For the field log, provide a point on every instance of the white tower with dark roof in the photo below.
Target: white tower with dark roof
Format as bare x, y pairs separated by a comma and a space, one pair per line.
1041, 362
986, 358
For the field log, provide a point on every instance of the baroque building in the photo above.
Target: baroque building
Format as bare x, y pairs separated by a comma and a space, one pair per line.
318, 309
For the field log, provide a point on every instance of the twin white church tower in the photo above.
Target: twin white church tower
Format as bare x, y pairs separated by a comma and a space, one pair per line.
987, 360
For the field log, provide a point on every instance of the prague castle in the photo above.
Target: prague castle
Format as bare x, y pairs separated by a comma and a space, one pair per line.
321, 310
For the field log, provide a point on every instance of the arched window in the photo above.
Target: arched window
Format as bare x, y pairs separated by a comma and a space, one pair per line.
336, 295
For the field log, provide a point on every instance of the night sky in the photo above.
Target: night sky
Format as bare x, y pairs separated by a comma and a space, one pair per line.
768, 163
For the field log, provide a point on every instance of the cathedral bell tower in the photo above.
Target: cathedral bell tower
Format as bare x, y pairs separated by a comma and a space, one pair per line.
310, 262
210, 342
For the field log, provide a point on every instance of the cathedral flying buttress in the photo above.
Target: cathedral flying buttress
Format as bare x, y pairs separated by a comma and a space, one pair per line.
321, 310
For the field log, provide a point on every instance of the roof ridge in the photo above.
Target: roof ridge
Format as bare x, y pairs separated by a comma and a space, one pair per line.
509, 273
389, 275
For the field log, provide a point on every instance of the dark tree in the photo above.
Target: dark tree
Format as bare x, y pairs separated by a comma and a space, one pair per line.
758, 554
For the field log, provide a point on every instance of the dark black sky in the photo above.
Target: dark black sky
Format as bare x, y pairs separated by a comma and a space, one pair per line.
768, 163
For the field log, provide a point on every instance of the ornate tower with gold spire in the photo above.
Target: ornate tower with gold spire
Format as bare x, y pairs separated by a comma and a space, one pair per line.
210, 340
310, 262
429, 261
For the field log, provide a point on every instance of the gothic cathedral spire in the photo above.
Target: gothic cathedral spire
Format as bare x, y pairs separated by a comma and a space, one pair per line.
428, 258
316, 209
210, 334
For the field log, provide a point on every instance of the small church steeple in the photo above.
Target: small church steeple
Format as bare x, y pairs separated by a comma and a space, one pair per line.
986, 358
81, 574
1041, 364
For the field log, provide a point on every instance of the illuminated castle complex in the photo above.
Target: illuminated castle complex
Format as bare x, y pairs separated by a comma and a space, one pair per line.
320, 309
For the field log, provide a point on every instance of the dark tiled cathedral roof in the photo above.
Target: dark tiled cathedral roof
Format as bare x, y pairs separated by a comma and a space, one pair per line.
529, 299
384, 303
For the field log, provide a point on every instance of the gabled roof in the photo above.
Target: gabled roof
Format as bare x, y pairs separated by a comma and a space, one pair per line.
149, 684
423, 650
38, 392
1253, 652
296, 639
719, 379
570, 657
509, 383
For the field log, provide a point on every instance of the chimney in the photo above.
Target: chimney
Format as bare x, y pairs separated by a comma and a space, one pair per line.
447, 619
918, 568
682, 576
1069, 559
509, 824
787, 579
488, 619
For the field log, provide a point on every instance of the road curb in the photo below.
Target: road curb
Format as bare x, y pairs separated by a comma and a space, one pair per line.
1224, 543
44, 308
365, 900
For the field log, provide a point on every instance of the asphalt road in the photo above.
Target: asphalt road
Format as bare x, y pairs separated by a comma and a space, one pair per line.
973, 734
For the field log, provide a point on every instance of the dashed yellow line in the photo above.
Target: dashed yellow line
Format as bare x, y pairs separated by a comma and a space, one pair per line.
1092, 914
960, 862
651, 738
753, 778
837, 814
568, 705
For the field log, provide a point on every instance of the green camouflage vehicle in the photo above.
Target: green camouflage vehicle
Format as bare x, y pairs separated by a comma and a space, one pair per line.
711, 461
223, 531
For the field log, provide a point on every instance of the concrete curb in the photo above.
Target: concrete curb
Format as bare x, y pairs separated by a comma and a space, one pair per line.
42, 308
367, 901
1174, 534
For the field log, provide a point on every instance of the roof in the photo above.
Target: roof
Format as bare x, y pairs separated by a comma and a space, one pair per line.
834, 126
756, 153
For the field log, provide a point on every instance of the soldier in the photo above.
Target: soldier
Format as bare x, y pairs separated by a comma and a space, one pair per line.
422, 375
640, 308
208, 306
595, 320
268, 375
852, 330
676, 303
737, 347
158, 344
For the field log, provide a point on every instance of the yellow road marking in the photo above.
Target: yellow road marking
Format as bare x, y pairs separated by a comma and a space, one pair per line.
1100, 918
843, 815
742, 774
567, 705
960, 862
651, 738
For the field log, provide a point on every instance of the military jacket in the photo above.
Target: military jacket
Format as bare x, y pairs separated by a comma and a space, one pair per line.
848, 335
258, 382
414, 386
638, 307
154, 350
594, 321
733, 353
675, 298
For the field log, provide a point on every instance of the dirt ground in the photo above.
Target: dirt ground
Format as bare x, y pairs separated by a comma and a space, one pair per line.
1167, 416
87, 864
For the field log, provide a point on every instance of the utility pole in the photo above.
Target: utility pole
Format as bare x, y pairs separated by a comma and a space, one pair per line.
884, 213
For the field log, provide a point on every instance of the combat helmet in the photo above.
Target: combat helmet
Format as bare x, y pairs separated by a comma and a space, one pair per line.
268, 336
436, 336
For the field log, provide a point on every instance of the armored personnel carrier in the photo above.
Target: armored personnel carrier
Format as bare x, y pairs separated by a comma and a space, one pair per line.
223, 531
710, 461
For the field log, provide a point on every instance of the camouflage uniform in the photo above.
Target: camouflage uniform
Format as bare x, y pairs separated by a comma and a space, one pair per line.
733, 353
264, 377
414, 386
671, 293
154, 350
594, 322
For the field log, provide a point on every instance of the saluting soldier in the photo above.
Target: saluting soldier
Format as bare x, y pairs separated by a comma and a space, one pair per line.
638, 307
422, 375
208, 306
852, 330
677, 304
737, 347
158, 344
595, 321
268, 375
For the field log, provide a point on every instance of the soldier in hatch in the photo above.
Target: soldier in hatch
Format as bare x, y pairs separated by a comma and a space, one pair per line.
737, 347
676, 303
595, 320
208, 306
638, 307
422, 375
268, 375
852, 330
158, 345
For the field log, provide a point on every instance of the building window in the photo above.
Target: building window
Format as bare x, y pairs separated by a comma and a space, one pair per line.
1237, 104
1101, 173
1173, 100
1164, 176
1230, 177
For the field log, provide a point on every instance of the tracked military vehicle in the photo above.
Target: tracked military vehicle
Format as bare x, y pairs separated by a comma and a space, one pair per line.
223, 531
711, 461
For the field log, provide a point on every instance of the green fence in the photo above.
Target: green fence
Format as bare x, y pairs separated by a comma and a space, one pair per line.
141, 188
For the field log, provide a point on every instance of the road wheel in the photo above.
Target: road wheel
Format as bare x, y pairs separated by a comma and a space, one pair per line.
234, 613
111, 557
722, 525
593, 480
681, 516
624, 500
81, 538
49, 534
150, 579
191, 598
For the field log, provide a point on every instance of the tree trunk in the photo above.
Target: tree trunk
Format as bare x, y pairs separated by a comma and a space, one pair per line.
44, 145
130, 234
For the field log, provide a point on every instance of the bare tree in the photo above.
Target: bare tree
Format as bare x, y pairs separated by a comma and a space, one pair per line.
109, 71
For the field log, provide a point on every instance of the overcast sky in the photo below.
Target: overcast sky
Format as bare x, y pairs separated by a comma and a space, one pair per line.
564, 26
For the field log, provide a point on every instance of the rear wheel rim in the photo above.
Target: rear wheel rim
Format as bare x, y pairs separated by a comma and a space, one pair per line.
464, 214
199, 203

# PROBLEM DETAILS:
Reproduce every one of the records above, switching "field log" to "site survey" wherever it occurs and leaving everything else as it is.

# FINISHED TASK:
For the site survey, provide a point on every instance of the white tower with dark roof in the photo below.
Target: white tower with dark roof
Format as bare x, y pairs separated by a comma and a space, one pair per line.
1041, 362
986, 358
For the site survey, provide a point on every instance of the baroque building in the photo above.
Target: baroque building
Format as bare x, y pairs separated by a comma and a space, one pair per line.
318, 309
For the site survey, provide a point on every instance of the twin white church tower in the photo above.
Target: twin white church tower
Format as bare x, y pairs separated by a comma and a space, one pair per line.
987, 360
For the site survey, provide a point on every instance of the prague castle in the photo above.
Target: prague castle
Format as bare x, y pairs separated by a comma and a space, one pair per line.
321, 310
For the site survey, provide a point on every instance of the arched window in the photo above.
Target: arched window
Format as bare x, y pairs separated by a comma and a space, one pair per line.
336, 295
For the site survey, provide a point on every instance of the night sky in the photo above.
Target: night sky
Format as bare x, y pairs separated by a comma and a space, one pair per line.
768, 163
For the site survey, provide a point on every instance of the cathedral bell tower in the photo above.
Target: cathedral bell tower
Format as bare x, y pairs separated by a comma and a space, one pair per line.
310, 262
210, 342
For the site survey, provide a point on every instance of the cathedral flying buttress in the photo above.
Target: cathedral flying buttress
Format as bare x, y pairs separated by a comma and a space, one pair per line.
321, 310
For the site survey, provide a point on every instance of the roof ridge in the photo above.
Target: roof ridge
Format as bare x, y pairs separated by a comma and a space, one pair per line.
509, 273
389, 275
For the site survey, provide a point on every instance of the dark tree in the photo above.
Target: dark tree
Format as bare x, y pairs separated by a comma and a space, one pair per line.
758, 554
For the site survey, provide a point on every instance of the dark black sky in the photo above.
Target: dark black sky
Format as bare x, y pairs separated by a comma and a space, one pair per line.
768, 163
For the site survey, provide a point on every instance of the ornate tower with gold spire in the photo above.
Target: ornate tower with gold spire
Format as bare x, y pairs separated by a comma and a space, one pair per line.
210, 340
310, 262
429, 261
For the site survey, provide a point on every instance of the gothic cathedral spire in the photo above.
Target: gothic cathedral spire
Format as bare x, y pairs separated by a comma and a space, one pair per line.
428, 258
316, 209
210, 334
For the site survey, provide a point on every instance of the small church steeple in the photo above.
Target: small church steeple
Format as bare x, y pairs separated by a comma and a space, one pair per line.
986, 358
81, 574
1041, 364
For the site survey, provide a point on every instance of the illuminated castle complex in the photo above.
Target: illuminated castle complex
Format as bare x, y pairs separated by a comma and a space, one pair per line.
320, 309
For the site survey, provide a point on every instance of the dark tiled cathedral roof in the photo above.
Target: dark tiled cathedral roof
Format as bare x, y pairs separated by a comma and a space, one pair per line.
529, 299
384, 303
For the site survey, provide a point on every instance of the gabled roof in the photo above.
Target: gabled roof
Format as bare x, y pairs separated by a comma and a space, one pair per line.
149, 684
423, 650
38, 392
1253, 652
296, 639
719, 379
570, 657
509, 383
For the site survey, provide a point on every instance of the chimney in the photo above.
Target: chimney
Format as bare x, y pairs separated by a comma and a space, one pair per line.
447, 619
918, 568
682, 576
1069, 559
509, 824
787, 579
488, 619
For the site survey, provide a point on every instance of the road curb in the photo below.
Target: road curb
Format as bare x, y pairs separated by a comma and a space, one pair per line.
1224, 543
44, 308
365, 900
For the site survey, provide a point on every instance of the asphalt road in the photo above.
Target: asphalt road
Format as bare x, y pairs separated by a comma and a space, one pair per line.
973, 734
For the site survey, provide a point on every instance of the dashed yellow line in the photo above.
Target: dashed yellow line
Format as bare x, y pairs separated by a comma and a space, one pair per line.
1092, 914
960, 862
651, 738
753, 778
837, 814
568, 705
For the site survey, provide a point on every instance of the green camouflage vehicle in the photo above.
Target: green camouflage vehicle
Format as bare x, y pairs separated by a comma and a space, one pair per line.
711, 461
223, 531
For the site survey, provide a point on every instance of the concrete curb in the photo above.
Target: concrete curb
Format as bare x, y pairs separated by a comma and a space, one pair per line.
42, 308
367, 901
1174, 534
For the site survey, provide a point on every instance of the roof in the photo above.
Target: roof
Format as bare x, y pairs separated by a comma and a space, one pair per line.
834, 126
756, 153
For the site survey, provide a point on every instance of the soldier in the photo above.
Target: soldier
Format as bare x, y pairs separated by a comma and a space, one pair per line.
422, 375
640, 308
208, 306
595, 320
268, 375
852, 330
676, 303
737, 347
158, 344
For the site survey, provide a point on every instance of the yellow road marking in the photo above.
Target: yellow road marking
Format as bare x, y pairs separated by a comma and a space, one pair per line.
1100, 918
843, 815
742, 774
567, 705
960, 862
651, 738
For the site survey, provide a point on every instance of the military jacket in the photo above.
Target: military jacket
Format as bare x, y pairs separated by a comma and a space, one pair per line.
848, 335
258, 382
414, 386
638, 307
154, 350
594, 321
733, 353
675, 298
For the site survey, provide a point on every instance of the dirt ground in the photo above.
Target: dirt ground
Format as bare x, y pairs separated by a comma and a space, one pair per line.
1167, 416
87, 864
For the site survey, provide a point on every instance of the utility pole in the photo above.
Target: utility pole
Format as bare x, y pairs separated by a comma and a space, one pair per line.
884, 213
For the site survey, provide a point on every instance of the combat helmet in the photo above.
Target: combat helmet
Format as bare x, y pairs separated by a comma and a space, one pair per line.
268, 336
436, 336
For the site survey, provide a point on every instance of the armored personnel carrier in the photo above.
Target: armored personnel carrier
Format as bare x, y pairs separated by a comma and a space, one pair per line.
223, 531
710, 461
For the site survey, provide a point on every instance of the camouflage uniform in the photo above.
Target: camouflage uniform
Format as bare x, y pairs separated by a comma and a space, one pair per line.
733, 353
264, 377
414, 386
671, 293
154, 350
594, 322
For the site survey, provide a point on every instance of the saluting soldier in the photo above.
Target: saluting soldier
Format as bare x, y pairs separated by a comma and a space, one pair per line.
638, 307
422, 375
208, 306
852, 330
677, 304
737, 347
158, 344
595, 321
268, 375
For the site survey, provide a point on every instance of the soldier in hatch in the photo above.
Target: soldier in hatch
Format as bare x, y pairs separated by a comma and a space, one pair per line.
737, 347
676, 303
595, 320
208, 306
638, 307
422, 375
268, 375
852, 330
158, 345
For the site survey, provide a point on every instance of the building window in the photo above.
Target: building window
Format as bare x, y pairs separated by a comma and a space, one pair per line.
1237, 104
1101, 173
1173, 100
1164, 176
1230, 177
For the site survey, provide a point on every instance of the tracked military vehicle in the photo above.
Target: tracked military vehicle
Format as bare x, y pairs separated by a comma and a space, one pair per line.
223, 531
711, 461
For the site survey, provide a point on every instance of the green fence in the photo above.
Target: green fence
Format as bare x, y pairs separated by a comma and a space, one pair per line.
141, 188
For the site survey, provide a point on every instance of the road wheel in the photo above.
Target: road wheel
Format as bare x, y pairs separated by a comma and a space, one pair per line.
234, 613
111, 557
722, 525
593, 480
681, 516
624, 500
81, 538
49, 534
150, 579
191, 598
For the site survey, provide a point on every instance of the tree trunk in the photo above.
Target: tree trunk
Format as bare x, y pairs separated by a comma and a space, one pair per line.
44, 145
130, 234
For the site survey, provide a point on every instance of the bare tree in the photo above.
Target: bare tree
Format as bare x, y pairs separated by a comma and a space, one pair per line.
109, 71
For the site survey, provide a point on every instance of the overcast sky in the photo below.
Target: overcast sky
Format as bare x, y pairs separated by a comma and a space, one pair per line.
564, 26
For the site survey, provide a point on every instance of the rear wheel rim in the photo above.
Target: rear wheel rim
Format as bare x, y pairs separated by a comma and a space, one pair per line.
464, 214
199, 203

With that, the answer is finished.